Gather every line of the records below that contains the word "rear", matching case exactly.

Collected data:
════════

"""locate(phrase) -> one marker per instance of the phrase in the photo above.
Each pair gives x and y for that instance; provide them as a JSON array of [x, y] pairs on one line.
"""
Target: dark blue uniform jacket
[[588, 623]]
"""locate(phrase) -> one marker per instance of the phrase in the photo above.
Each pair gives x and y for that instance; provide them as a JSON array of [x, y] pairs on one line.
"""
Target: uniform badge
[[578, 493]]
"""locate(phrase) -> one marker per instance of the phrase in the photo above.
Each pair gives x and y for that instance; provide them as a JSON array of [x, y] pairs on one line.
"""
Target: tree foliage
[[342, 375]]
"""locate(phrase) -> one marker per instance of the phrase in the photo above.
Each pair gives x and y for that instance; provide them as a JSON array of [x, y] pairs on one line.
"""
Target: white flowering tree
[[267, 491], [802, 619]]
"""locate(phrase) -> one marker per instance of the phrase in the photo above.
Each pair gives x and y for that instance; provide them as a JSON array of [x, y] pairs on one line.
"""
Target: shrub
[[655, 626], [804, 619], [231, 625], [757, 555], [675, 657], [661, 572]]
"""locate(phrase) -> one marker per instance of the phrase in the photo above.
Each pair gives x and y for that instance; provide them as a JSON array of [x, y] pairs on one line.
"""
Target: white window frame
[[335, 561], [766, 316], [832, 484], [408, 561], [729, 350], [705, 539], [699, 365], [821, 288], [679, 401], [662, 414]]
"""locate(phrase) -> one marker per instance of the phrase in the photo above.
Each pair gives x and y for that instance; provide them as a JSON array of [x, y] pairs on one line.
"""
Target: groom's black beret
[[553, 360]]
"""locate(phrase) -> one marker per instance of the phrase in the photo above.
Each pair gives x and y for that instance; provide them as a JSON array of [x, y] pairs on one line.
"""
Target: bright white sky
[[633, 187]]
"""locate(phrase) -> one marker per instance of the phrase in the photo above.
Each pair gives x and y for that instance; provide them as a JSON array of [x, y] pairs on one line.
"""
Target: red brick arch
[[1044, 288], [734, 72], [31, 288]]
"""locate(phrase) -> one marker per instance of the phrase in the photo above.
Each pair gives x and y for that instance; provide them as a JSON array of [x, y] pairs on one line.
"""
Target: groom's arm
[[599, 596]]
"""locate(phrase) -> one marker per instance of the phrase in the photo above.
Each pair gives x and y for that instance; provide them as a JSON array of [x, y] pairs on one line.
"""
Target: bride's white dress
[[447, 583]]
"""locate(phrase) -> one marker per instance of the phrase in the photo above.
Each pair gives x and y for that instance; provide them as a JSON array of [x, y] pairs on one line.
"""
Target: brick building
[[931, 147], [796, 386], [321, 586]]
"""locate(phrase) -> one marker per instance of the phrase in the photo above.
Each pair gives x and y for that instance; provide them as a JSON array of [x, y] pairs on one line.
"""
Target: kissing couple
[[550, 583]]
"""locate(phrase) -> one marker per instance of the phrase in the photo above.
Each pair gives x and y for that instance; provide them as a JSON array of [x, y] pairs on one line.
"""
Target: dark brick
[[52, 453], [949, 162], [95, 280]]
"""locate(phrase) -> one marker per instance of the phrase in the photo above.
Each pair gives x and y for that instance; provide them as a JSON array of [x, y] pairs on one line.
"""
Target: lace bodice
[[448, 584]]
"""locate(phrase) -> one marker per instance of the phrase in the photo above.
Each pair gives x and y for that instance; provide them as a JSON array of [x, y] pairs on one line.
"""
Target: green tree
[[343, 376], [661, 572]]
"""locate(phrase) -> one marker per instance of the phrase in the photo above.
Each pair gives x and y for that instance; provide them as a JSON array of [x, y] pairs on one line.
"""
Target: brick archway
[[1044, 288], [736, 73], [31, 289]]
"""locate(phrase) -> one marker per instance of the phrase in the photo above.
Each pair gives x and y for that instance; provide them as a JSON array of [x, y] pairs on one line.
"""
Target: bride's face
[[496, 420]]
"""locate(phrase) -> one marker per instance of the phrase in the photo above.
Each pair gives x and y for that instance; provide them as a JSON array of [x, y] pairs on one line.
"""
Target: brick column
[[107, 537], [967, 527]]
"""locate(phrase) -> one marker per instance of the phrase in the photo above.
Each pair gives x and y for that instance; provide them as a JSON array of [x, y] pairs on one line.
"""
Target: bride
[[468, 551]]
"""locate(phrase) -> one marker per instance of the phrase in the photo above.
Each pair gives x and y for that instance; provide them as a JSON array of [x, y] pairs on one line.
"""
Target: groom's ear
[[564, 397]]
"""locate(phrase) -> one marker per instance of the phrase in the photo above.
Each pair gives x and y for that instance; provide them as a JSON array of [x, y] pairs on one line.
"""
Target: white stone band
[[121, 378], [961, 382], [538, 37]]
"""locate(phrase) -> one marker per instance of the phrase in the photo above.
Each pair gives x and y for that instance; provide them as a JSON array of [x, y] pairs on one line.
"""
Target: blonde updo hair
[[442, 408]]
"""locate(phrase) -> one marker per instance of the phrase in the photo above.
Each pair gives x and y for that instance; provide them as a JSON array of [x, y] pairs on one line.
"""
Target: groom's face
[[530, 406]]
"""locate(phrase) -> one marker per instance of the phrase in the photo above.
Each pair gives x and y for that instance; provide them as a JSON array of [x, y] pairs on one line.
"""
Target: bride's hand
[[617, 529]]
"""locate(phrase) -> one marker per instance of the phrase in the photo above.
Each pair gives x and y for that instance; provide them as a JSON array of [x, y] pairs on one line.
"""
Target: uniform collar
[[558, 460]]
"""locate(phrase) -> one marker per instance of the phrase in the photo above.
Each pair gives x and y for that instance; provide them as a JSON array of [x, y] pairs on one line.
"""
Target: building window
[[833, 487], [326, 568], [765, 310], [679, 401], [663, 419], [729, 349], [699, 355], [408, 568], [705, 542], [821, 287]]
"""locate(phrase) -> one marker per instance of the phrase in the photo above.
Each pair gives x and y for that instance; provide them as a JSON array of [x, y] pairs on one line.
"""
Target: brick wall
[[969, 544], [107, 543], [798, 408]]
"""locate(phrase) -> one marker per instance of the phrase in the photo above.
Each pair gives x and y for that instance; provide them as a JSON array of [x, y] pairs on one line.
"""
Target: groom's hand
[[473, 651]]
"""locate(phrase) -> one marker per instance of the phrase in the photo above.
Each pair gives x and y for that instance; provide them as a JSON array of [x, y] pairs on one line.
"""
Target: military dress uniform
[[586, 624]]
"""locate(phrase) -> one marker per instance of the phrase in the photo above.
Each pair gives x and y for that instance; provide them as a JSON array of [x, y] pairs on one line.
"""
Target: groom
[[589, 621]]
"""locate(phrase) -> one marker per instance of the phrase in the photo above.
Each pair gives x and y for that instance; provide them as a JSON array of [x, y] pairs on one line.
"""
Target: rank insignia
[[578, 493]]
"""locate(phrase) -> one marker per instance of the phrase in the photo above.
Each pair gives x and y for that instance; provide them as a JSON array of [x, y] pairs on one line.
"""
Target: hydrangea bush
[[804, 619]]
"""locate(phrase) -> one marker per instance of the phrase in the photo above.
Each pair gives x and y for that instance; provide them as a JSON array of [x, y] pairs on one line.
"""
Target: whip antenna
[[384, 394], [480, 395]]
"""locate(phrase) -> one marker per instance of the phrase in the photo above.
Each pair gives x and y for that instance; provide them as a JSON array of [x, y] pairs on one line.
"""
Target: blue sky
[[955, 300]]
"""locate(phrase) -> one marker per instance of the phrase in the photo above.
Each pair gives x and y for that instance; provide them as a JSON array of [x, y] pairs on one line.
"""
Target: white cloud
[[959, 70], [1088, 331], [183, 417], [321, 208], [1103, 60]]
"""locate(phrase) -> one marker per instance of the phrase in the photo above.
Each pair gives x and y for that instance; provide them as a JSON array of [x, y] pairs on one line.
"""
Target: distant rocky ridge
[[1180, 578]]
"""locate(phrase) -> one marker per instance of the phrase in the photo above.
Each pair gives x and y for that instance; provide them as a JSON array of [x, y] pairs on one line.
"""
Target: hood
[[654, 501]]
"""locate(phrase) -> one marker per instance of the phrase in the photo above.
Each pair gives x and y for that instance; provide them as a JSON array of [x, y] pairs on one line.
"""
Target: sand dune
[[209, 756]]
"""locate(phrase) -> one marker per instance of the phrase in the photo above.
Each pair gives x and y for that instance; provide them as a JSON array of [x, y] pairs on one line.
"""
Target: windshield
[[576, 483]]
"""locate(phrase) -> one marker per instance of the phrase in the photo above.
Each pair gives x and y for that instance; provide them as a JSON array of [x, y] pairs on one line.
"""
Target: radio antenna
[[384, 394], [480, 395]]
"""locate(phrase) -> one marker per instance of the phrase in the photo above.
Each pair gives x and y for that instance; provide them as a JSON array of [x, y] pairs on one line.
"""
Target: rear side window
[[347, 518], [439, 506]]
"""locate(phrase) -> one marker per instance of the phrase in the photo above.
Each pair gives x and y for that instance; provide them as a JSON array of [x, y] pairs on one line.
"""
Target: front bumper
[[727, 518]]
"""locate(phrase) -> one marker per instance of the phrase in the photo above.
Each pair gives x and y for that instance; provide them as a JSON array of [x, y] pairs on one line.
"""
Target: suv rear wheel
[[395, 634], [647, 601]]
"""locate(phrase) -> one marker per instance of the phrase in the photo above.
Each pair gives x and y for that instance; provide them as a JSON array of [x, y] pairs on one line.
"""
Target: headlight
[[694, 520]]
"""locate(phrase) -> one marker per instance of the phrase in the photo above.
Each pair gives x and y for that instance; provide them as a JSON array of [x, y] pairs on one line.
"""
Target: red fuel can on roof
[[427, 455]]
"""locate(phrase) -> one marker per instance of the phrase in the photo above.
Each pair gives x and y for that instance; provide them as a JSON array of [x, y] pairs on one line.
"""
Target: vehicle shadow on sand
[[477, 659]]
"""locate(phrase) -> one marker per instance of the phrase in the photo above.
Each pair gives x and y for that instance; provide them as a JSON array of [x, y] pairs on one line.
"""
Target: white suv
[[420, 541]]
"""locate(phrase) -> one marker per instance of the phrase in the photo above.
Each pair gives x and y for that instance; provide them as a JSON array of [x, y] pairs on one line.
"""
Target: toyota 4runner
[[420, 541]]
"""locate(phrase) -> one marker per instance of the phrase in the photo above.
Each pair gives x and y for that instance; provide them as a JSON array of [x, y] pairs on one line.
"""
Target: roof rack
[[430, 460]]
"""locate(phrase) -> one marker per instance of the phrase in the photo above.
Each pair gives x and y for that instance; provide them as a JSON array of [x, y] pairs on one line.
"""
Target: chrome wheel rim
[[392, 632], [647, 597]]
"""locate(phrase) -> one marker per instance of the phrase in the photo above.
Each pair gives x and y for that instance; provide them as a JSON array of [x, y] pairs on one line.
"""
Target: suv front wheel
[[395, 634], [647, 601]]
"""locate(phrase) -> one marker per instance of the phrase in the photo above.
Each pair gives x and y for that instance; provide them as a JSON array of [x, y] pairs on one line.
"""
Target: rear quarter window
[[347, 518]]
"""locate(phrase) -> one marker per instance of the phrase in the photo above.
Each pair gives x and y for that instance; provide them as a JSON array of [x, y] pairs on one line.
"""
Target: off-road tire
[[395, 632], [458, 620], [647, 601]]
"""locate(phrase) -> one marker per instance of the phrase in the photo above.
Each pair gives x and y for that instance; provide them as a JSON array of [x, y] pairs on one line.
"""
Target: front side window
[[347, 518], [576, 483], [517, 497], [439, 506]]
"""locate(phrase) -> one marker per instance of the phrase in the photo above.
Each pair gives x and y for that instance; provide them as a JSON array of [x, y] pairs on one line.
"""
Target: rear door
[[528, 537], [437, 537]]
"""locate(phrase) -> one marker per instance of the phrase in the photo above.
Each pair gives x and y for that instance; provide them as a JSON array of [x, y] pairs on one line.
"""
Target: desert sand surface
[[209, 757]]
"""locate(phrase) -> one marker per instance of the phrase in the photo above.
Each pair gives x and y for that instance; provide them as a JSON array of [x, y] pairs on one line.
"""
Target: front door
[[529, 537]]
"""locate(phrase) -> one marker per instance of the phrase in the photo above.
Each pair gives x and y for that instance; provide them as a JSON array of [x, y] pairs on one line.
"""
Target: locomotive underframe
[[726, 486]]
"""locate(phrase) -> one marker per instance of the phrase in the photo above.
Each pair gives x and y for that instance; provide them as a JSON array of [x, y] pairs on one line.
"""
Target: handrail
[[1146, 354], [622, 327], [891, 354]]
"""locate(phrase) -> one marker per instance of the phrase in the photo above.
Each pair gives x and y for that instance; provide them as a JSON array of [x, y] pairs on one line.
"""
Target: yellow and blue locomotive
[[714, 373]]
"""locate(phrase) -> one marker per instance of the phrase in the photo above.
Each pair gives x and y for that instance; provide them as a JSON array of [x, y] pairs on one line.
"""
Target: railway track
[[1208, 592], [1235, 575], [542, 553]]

════════

» **The reply**:
Target: rear side window
Target: suv rear wheel
Target: rear quarter window
Target: rear door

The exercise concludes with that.